- [Selected extract]:
■ ■ ■ ■

Musical Rantings and Ravings

Editorials

Another Beethoven’s Ninth!!

Beethoven CDs

Attribution: Flikr, Some rights reserved by scchiang

(Alert: most musical examples require that you either be on campus or have your computer set up to access library resources from off campus)

I am often asked by musicians, librarians, and administrators, “why are you buying yet another performance of a particular work?” At one point in my life, Ii thought it was so I could pick and choose various ways of performing–to get interpretive ideas.  And that is still true…but there is more.

If a piece of music is worth studying?… If it can reveal something about the place, time, circumstance, or environment in which it was originally formed?… If it can reveal more about the culture and environments that might still revere it?…then it is worth studying at a deeper level.

But that still doesn’t answer the question…Why yet another recorded performance of this or that work?

Well the answer might lie outside of music.  Let’s look at how we study other “things”.  First, lets look at how we might study… dragonflies.  “But wait,” you say, “a composition is not like a dragonfly!”  And you are right.  But we can and do study them in similar ways.  When we examine a specimen of either a dragonfly or a recording of Bach’s Goldberg Variations we can examine and document the tempo (speed of wings), the type of instrument it was played on (color and iridescence), the dynamics used (the size of various body parts), we can even investigate the score (genetic code).  All in all, the way we might look at that specimen can, and often is, similar.  And in this way, we get to know that particular dragonfly specimen, or recorded performance very, very well.

But what if we wanted to understand the entire species of dragonfly–not just the one we have, but what does the word “dragonfly” mean everywhere?  Are dragonflies always the same size and color and move exactly the same?  Do they have the same behaviors everywhere, or eat the same diet?  We can ask similar kinds of questions about a musical work.  Has it always been performed in the same way?  Is there a difference in traditions?  Is it always performed at the same tempo or dynamics or on the same instrument?

How do we do that?  Well the answer is simple.  We examine a lot of specimens.  We increase the sample population and note where they came from and when.  We soon discover that from the original conception, our dragonfly (or musical work) has evolved.  We can see then that the time and place influences how a piece is performed, just as environment influences the genetic expression of our little dragonfly.

I chose the Goldberg Variations as it is for one person to play (usually), it is less dense (often no more than two notes being sounded at any given time), and, I hesitate to say this but, accessible in musical style.  Additionally, there are scores of great interpreters and each has brought his or her own history, culture, and tradition to their performance.  Each performer has influenced the evolution of Bach’s original genetic code.  Consequently, each performance reveals new meanings, opens up new vistas of emotion and reveals something about the culture the performers, themselves, arose from.

For example, while listening to many performances of Aria (ends at 1 minute and 53 seconds in this recording),

which is the basis of Bach’s subsequent variations, we find a range of performing time from under 2 minutes to almost 5 minutes!!

■ ■ ■ ■

- [Excerpted data]:
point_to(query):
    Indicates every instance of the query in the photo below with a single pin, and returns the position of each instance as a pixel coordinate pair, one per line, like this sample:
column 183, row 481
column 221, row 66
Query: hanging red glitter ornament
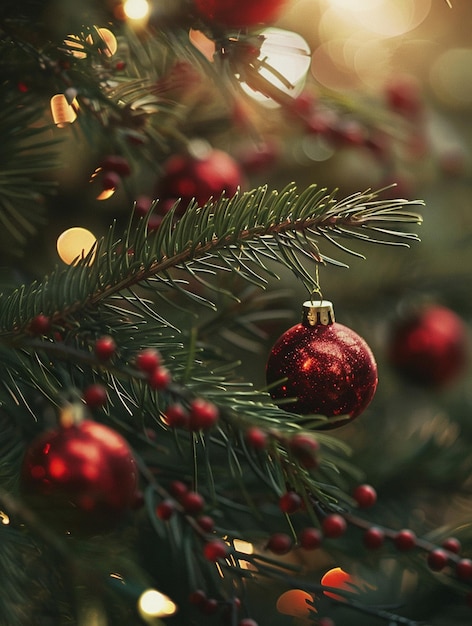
column 81, row 476
column 201, row 174
column 429, row 347
column 239, row 13
column 322, row 367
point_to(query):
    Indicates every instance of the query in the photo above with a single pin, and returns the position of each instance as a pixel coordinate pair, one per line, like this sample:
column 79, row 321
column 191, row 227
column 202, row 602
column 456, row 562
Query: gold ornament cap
column 318, row 312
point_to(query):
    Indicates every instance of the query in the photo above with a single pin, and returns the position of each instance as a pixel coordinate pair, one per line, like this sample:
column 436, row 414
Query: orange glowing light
column 338, row 579
column 295, row 602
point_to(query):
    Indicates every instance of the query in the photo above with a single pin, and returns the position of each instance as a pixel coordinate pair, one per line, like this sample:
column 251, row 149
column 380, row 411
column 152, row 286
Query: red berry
column 178, row 488
column 405, row 540
column 451, row 544
column 111, row 180
column 290, row 502
column 165, row 509
column 256, row 438
column 206, row 523
column 203, row 414
column 40, row 325
column 117, row 164
column 464, row 569
column 105, row 347
column 365, row 496
column 437, row 559
column 374, row 538
column 333, row 526
column 304, row 448
column 160, row 378
column 148, row 360
column 95, row 395
column 176, row 416
column 310, row 538
column 192, row 502
column 215, row 550
column 279, row 543
column 197, row 597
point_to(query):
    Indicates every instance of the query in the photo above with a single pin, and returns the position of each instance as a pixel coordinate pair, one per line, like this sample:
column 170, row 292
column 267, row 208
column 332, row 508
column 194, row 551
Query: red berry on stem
column 451, row 544
column 203, row 414
column 437, row 559
column 148, row 360
column 365, row 496
column 215, row 550
column 290, row 502
column 374, row 538
column 95, row 395
column 160, row 378
column 165, row 509
column 310, row 538
column 405, row 540
column 279, row 543
column 105, row 347
column 40, row 325
column 334, row 526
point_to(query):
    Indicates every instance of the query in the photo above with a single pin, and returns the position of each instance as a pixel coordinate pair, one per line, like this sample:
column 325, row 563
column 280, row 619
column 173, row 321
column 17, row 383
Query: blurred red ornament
column 81, row 477
column 430, row 347
column 237, row 13
column 199, row 177
column 322, row 367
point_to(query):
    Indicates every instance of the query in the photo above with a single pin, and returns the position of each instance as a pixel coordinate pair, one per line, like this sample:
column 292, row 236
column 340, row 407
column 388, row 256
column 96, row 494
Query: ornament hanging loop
column 318, row 312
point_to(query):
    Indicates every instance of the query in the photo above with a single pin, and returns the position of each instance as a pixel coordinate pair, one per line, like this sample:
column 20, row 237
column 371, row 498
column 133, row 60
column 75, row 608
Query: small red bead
column 206, row 523
column 310, row 538
column 405, row 540
column 333, row 526
column 95, row 396
column 256, row 438
column 203, row 414
column 192, row 502
column 374, row 538
column 165, row 509
column 40, row 325
column 365, row 496
column 290, row 502
column 437, row 559
column 148, row 360
column 215, row 550
column 451, row 544
column 105, row 347
column 464, row 569
column 160, row 378
column 176, row 416
column 279, row 543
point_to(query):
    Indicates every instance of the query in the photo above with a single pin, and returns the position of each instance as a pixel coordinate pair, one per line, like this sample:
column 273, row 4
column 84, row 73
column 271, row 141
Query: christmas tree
column 220, row 402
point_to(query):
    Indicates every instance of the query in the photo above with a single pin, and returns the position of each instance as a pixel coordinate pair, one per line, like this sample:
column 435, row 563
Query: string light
column 75, row 243
column 153, row 603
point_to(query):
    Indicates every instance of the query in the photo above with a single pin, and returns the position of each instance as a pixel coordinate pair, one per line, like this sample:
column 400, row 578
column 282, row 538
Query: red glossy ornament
column 81, row 477
column 200, row 177
column 237, row 13
column 322, row 367
column 430, row 347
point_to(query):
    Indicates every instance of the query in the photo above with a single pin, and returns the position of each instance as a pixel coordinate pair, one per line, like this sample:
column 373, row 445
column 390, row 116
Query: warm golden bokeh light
column 75, row 243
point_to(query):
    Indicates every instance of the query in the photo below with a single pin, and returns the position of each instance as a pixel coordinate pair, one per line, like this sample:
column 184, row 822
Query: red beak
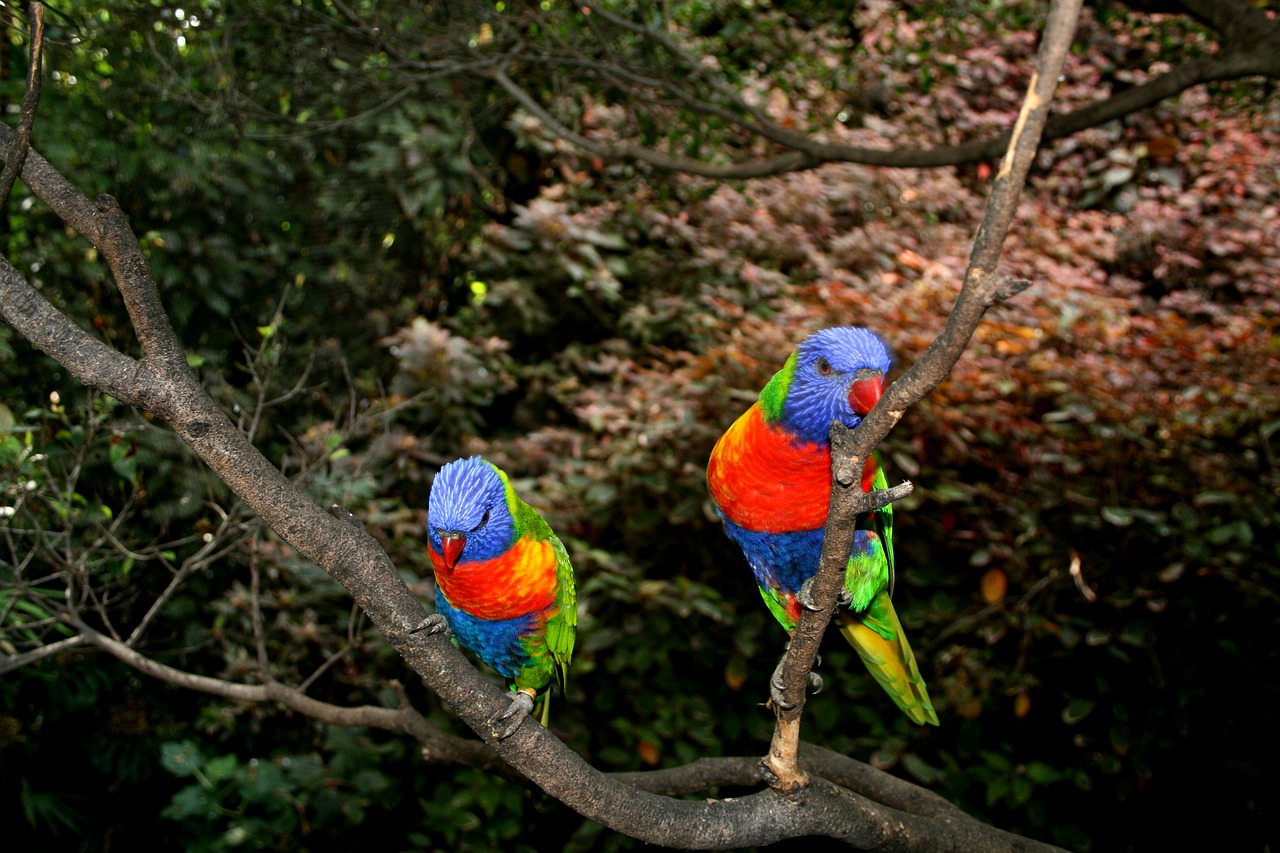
column 864, row 393
column 452, row 544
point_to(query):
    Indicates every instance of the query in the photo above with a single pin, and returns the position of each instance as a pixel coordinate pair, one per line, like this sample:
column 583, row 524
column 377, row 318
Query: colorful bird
column 769, row 477
column 503, row 582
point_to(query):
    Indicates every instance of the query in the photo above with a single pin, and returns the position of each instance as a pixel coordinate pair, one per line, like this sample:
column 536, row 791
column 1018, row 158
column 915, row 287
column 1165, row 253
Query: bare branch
column 982, row 288
column 30, row 101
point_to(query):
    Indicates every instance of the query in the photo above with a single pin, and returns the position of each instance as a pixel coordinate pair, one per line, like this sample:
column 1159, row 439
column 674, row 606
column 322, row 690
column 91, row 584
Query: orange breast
column 520, row 582
column 764, row 479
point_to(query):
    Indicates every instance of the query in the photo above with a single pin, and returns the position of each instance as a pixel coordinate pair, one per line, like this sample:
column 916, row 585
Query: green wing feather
column 878, row 638
column 872, row 625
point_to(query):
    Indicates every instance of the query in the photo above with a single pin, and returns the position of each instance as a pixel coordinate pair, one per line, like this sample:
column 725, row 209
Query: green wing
column 871, row 565
column 562, row 625
column 872, row 625
column 562, row 628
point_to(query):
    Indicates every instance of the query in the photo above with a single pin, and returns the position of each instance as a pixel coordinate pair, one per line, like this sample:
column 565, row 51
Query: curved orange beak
column 452, row 544
column 864, row 393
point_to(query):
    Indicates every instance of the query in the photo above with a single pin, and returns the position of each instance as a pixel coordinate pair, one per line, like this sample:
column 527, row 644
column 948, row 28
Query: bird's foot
column 506, row 723
column 433, row 624
column 805, row 596
column 776, row 685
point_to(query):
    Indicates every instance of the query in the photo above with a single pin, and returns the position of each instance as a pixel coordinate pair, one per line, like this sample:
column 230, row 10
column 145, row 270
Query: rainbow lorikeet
column 769, row 477
column 503, row 582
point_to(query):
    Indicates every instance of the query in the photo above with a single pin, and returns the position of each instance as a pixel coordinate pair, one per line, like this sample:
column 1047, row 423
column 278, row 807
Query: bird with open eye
column 769, row 479
column 503, row 583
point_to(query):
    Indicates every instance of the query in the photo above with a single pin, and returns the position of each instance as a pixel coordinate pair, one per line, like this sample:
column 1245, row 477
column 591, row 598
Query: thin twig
column 30, row 101
column 849, row 450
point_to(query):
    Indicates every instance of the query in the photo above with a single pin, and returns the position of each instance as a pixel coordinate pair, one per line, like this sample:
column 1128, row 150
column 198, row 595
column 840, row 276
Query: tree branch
column 334, row 541
column 849, row 450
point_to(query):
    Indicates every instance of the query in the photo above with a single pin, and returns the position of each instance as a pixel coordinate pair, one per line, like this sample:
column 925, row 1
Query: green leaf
column 181, row 758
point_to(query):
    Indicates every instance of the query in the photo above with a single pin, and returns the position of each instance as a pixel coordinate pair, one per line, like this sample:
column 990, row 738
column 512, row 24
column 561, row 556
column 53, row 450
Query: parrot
column 503, row 583
column 769, row 480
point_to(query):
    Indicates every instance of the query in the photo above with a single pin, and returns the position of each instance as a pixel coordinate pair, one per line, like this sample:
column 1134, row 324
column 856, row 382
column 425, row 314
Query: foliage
column 380, row 284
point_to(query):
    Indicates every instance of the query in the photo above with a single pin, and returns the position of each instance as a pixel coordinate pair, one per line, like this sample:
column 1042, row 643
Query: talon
column 433, row 624
column 814, row 683
column 521, row 706
column 805, row 596
column 776, row 688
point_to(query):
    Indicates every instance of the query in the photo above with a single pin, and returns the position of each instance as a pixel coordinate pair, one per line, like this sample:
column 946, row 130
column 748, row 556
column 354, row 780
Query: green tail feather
column 878, row 638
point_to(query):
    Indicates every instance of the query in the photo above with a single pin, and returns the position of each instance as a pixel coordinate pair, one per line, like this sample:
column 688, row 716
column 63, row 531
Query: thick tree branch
column 981, row 290
column 1251, row 46
column 334, row 541
column 339, row 544
column 30, row 101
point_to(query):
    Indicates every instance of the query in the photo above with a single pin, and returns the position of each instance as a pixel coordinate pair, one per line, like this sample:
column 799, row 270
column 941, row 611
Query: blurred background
column 382, row 259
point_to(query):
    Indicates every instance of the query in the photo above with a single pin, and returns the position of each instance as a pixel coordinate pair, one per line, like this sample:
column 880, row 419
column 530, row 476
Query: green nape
column 773, row 396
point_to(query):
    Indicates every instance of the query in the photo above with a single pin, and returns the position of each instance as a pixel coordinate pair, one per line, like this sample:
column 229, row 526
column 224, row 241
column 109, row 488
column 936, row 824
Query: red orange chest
column 764, row 479
column 520, row 582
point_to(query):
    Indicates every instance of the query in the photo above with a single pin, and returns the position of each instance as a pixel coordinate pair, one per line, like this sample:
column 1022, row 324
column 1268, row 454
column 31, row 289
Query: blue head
column 839, row 374
column 467, row 514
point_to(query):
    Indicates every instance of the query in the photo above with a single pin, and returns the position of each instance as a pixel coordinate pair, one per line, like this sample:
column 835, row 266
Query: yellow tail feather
column 878, row 638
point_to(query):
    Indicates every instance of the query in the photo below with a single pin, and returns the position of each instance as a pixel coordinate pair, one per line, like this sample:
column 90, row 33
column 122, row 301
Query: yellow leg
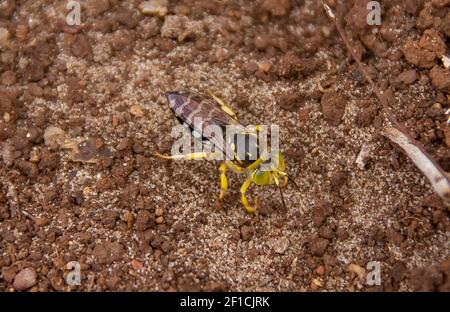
column 190, row 156
column 223, row 181
column 244, row 200
column 235, row 168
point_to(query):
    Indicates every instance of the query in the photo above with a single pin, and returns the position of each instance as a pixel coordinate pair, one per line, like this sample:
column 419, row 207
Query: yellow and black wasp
column 213, row 111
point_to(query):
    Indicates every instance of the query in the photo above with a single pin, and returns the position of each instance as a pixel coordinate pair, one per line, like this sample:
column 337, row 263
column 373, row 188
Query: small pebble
column 25, row 279
column 280, row 246
column 136, row 110
column 159, row 212
column 154, row 7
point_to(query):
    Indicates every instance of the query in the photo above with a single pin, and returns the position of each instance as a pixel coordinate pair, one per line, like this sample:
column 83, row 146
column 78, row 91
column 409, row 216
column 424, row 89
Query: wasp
column 258, row 168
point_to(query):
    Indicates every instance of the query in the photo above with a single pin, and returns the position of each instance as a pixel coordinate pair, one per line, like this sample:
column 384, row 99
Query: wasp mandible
column 213, row 111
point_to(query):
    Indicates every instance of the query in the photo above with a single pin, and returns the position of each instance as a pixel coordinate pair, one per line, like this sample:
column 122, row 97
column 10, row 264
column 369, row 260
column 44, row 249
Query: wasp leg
column 235, row 168
column 190, row 156
column 225, row 107
column 244, row 200
column 223, row 181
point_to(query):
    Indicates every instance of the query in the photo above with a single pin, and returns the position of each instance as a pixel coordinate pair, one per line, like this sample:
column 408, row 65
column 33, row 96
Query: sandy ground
column 84, row 109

■ ■ ■ ■

- [What to do]:
Reproduce the passage of the essay on buying multiple recordings that falls between "Attribution: Flikr, Some" and "or that work?", inclusive, copying it word for word.

- [Response area]:
Attribution: Flikr, Some rights reserved by scchiang

(Alert: most musical examples require that you either be on campus or have your computer set up to access library resources from off campus)

I am often asked by musicians, librarians, and administrators, “why are you buying yet another performance of a particular work?” At one point in my life, Ii thought it was so I could pick and choose various ways of performing–to get interpretive ideas.  And that is still true…but there is more.

If a piece of music is worth studying?… If it can reveal something about the place, time, circumstance, or environment in which it was originally formed?… If it can reveal more about the culture and environments that might still revere it?…then it is worth studying at a deeper level.

But that still doesn’t answer the question…Why yet another recorded performance of this or that work?